**Document segment**

------------------------------------------------------------

It is a pleasure to serve under your chairmanship, Mr Davies.
Apprenticeships should be the perfect vehicle for meeting the challenges of social mobility, bridging the skills gap and raising productivity. With the most recent Office for National Statistics data showing that productivity is 30% higher in France and 35% higher in Germany, our widening productivity gap cannot be ignored if we are to compete successfully and obtain the supposedly easy post-Brexit trade deals promised by the Government. Having run my own small start-up construction business in Scotland, I know full well the importance of small and medium-sized enterprises investing in their people. Those that fail to do so stagnate and start to go backwards.

------------------------------------------------------------

**Extracted information**

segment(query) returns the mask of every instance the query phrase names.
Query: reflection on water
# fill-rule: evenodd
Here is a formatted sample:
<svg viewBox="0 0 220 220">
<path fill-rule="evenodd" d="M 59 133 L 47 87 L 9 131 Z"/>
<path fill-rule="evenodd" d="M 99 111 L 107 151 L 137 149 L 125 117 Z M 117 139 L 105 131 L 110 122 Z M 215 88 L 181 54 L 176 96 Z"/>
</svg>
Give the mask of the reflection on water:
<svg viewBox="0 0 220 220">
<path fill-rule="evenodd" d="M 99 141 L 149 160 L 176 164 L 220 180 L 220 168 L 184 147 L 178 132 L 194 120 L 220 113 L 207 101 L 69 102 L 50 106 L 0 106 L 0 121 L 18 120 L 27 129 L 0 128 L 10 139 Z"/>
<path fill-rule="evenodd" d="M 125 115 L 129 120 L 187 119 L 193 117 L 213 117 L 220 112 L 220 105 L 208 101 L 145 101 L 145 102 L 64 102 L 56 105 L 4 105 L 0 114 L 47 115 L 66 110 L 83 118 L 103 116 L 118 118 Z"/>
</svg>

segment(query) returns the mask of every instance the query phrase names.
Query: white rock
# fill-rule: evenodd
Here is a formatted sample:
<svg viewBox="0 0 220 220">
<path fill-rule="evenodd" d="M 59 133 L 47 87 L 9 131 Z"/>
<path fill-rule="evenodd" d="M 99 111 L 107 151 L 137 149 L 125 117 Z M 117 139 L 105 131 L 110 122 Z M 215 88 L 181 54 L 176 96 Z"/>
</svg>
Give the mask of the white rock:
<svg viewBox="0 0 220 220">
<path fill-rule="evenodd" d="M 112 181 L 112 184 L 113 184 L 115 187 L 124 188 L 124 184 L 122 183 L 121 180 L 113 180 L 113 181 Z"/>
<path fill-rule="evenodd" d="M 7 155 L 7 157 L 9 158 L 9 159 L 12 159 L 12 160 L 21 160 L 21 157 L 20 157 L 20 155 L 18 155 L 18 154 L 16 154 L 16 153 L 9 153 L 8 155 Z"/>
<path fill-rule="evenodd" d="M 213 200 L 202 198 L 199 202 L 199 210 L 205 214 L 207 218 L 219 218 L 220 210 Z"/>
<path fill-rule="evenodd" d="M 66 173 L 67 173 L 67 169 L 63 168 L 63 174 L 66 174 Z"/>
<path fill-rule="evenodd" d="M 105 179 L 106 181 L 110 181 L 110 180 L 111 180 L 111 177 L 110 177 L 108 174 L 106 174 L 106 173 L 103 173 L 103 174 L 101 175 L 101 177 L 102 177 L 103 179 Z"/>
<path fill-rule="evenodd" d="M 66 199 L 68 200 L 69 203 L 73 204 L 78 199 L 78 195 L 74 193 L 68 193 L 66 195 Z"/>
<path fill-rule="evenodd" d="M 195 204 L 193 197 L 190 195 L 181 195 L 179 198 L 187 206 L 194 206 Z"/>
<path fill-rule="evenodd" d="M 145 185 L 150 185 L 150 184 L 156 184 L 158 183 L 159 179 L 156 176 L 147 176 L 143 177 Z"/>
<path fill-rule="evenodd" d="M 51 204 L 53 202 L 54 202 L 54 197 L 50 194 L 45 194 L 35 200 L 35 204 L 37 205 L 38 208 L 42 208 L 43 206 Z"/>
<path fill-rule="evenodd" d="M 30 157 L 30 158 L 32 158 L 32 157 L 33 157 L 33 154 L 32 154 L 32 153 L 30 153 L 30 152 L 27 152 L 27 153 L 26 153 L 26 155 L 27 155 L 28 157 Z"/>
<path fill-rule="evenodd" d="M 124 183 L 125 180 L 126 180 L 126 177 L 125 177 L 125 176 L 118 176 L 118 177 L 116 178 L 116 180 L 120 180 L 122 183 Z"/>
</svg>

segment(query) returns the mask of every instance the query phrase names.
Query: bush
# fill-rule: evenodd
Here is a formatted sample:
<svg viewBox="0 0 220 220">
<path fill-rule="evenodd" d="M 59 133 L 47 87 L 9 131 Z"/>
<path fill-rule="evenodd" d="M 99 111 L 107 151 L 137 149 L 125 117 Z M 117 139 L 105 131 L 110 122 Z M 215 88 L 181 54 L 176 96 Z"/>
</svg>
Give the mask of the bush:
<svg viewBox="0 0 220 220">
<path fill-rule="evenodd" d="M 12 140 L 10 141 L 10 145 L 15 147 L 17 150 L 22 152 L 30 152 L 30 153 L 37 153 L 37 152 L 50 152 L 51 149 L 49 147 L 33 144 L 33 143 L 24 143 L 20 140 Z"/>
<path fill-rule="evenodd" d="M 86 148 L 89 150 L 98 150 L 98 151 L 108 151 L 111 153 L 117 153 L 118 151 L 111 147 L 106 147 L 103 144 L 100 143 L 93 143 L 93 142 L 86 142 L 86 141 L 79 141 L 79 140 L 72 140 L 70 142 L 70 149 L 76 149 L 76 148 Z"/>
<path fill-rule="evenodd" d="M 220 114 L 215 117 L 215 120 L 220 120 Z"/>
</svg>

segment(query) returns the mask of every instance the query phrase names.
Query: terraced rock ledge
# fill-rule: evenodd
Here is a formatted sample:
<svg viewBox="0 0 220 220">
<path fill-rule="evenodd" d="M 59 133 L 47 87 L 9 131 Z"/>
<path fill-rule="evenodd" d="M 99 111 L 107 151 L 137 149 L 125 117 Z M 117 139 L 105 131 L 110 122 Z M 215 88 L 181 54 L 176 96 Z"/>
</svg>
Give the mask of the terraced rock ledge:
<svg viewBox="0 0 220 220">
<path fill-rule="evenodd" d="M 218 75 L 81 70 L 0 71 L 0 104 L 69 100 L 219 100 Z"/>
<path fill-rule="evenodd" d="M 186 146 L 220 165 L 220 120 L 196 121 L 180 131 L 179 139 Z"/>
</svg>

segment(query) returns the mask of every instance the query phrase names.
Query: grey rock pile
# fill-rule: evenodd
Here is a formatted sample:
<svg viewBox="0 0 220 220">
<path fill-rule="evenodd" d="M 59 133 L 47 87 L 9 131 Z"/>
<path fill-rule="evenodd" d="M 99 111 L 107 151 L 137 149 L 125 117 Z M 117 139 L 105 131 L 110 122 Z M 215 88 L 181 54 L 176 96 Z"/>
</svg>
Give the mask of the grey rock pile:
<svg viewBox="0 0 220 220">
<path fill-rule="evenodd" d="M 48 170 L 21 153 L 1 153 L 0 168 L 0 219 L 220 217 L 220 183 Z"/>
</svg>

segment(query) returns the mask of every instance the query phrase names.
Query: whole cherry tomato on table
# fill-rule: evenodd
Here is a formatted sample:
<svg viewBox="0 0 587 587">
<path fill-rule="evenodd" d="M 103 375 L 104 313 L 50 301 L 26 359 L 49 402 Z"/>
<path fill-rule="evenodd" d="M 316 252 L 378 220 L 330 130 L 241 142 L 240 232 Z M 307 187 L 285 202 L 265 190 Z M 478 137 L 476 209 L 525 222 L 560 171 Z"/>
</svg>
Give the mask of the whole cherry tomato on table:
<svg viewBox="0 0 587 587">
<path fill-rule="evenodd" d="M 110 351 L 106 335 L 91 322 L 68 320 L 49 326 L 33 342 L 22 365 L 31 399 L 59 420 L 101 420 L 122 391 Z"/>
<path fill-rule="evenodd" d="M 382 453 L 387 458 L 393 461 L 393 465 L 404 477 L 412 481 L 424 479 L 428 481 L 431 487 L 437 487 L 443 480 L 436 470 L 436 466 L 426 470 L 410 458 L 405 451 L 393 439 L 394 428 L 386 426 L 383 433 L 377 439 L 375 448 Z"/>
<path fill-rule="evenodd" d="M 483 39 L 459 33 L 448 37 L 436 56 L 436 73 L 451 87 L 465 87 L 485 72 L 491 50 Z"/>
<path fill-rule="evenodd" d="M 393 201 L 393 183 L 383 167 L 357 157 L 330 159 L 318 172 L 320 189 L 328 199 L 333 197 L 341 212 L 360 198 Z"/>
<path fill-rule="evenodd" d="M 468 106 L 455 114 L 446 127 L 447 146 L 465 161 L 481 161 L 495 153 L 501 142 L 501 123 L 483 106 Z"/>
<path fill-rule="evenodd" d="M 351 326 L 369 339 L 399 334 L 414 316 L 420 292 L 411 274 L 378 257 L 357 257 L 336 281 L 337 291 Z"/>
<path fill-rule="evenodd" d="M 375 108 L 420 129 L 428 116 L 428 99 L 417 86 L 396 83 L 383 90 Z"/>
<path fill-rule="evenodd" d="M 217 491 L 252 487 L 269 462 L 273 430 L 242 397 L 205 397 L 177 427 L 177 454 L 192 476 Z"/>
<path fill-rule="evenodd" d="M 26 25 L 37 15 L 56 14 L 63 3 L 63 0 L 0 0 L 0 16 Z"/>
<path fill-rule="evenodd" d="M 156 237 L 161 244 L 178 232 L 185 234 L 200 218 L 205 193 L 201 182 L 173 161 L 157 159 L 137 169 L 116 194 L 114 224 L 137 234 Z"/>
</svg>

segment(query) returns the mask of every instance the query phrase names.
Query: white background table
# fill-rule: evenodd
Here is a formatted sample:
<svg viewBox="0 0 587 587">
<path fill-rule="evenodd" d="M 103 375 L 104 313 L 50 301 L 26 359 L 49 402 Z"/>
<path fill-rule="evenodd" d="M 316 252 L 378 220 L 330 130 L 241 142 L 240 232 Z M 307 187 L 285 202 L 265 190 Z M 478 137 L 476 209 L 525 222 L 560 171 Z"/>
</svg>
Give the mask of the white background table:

------------------------------------------------------------

**Task to carry out**
Carry on the speech about apprenticeships and productivity from the point where it ends. The records have nothing to do with the text about apprenticeships.

**Exercise response**
In previous years, employer spending on training in the UK had fallen and was low compared with other advanced economies, so there was a clear need to take action to move more employers towards investing more in the skills of their workforce. It was also vital to improve progression in apprenticeships. Only 4% of our 25-year-olds hold a level 4 or level 5 technical qualification as their highest qualification, compared with 20% in Germany, where apprenticeships are taken up by many more young people and are viewed as a high-status option for school leavers. Sadly, the Government’s rushed implementation of the apprenticeship levy resulted not in an increase in apprenticeships and opportunities for the most disadvantaged, as was hoped and very much needed, but in the exact opposite. That is devastating, especially considering the huge impact that apprenticeships can have on young people’s lives.
Just last week, I met brilliant apprentices working in my constituency. I know that their input is hugely appreciated by the many businesses in Slough. Slough is a huge business hub, with the largest singly owned trading estate in the whole of Europe and more corporate headquarters than Scotland, Wales and Northern Ireland put together, so we know a fair bit about businesses and the importance of apprenticeships. Unfortunately, far from turbo-charging our businesses and helping them further, the levy has left many of them hobbled and unable to fill vacancies, address their skills shortages or meet opportunities for expansion.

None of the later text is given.